Copy out everything from the line containing "Task: locate every instance of the brass" down to the end of the listing below, replacing "wicker" with "rattan" and changing nothing else.
-- BEGIN Task data --
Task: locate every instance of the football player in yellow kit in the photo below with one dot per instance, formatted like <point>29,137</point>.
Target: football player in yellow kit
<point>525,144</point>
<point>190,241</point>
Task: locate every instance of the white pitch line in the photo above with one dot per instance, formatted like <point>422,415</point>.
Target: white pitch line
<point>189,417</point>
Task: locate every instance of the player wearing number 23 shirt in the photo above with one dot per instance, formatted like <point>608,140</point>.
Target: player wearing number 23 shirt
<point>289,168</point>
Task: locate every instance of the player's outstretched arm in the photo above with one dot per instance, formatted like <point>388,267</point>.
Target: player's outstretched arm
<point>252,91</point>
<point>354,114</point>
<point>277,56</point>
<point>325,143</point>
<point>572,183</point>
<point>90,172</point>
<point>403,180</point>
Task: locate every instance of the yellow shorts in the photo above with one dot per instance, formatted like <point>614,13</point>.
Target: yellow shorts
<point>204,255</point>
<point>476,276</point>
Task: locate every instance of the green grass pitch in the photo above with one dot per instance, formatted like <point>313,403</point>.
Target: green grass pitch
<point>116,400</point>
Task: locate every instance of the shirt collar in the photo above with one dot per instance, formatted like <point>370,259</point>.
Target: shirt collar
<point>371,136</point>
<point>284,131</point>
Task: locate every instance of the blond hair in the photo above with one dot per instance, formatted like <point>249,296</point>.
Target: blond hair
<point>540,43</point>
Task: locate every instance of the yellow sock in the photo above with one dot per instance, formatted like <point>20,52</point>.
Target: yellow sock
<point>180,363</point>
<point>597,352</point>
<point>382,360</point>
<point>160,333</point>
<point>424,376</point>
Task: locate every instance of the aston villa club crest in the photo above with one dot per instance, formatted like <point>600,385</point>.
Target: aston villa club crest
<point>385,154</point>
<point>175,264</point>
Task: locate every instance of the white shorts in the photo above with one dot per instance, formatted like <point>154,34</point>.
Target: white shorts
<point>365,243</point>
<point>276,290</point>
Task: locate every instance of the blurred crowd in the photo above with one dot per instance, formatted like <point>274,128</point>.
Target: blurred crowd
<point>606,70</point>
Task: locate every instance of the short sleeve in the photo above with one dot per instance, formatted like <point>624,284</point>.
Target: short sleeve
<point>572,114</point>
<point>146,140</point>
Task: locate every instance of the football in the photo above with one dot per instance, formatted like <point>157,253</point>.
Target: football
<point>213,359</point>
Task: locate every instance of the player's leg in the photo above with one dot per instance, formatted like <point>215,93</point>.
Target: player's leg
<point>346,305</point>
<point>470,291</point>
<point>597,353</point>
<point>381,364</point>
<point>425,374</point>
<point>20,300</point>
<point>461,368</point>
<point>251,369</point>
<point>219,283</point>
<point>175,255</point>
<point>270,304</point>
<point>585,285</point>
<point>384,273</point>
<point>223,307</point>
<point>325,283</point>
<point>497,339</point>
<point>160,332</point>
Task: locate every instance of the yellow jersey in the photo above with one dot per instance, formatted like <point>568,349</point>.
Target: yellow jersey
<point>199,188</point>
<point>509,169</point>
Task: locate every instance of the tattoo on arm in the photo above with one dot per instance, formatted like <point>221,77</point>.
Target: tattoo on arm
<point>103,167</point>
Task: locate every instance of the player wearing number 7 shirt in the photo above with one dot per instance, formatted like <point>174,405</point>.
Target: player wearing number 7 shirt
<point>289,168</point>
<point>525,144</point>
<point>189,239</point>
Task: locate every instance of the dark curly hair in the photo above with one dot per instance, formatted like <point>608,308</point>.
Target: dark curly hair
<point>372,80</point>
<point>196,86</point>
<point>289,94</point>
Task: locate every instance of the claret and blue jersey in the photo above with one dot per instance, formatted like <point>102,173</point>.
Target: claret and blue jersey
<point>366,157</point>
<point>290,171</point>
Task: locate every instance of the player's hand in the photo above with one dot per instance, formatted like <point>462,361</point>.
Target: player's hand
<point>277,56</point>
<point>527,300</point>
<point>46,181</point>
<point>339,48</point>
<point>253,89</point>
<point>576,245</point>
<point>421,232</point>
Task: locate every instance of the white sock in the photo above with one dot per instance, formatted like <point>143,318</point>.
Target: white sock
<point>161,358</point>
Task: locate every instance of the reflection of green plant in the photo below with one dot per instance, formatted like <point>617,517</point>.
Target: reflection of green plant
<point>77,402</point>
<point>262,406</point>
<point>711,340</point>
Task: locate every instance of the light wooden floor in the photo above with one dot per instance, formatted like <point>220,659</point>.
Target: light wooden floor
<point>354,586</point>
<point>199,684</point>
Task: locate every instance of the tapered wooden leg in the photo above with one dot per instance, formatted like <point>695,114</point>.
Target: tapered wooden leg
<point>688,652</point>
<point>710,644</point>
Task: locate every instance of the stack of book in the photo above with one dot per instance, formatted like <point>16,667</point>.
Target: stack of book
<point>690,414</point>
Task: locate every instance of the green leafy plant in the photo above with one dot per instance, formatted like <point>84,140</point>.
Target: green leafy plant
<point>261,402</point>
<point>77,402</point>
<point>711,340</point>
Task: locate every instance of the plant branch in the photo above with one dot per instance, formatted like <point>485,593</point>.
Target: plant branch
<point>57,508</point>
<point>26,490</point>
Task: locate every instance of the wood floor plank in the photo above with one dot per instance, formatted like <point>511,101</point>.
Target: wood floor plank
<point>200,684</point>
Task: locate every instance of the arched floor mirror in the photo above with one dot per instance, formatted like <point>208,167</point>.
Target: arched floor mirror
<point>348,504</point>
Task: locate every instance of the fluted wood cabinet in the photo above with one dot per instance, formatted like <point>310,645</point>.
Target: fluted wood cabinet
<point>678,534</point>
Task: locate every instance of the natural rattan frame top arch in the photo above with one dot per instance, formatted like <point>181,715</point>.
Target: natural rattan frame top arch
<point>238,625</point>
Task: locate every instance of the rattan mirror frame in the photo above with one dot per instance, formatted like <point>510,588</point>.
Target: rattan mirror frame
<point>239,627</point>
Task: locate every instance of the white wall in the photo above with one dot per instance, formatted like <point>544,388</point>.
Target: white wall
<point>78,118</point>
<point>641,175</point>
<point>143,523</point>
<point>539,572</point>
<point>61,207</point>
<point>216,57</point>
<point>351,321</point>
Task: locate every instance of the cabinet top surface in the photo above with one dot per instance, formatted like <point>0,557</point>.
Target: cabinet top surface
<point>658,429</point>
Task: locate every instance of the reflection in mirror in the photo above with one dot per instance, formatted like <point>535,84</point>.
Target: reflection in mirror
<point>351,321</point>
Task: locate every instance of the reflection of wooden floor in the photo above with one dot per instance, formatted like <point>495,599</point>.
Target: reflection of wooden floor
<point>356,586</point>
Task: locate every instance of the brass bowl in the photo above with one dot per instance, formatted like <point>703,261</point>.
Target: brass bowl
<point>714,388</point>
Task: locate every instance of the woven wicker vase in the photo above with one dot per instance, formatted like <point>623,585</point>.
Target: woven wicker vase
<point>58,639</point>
-- END Task data --
Answer to the task:
Task: locate every instance of the brass bowl in the photo above with one dot per instance, formatted like <point>703,261</point>.
Target: brass bowl
<point>714,388</point>
Task: locate every instance of the woven rattan vase in the photo above with one dot per instance, formatted like <point>623,585</point>.
Target: woven rattan vase
<point>58,639</point>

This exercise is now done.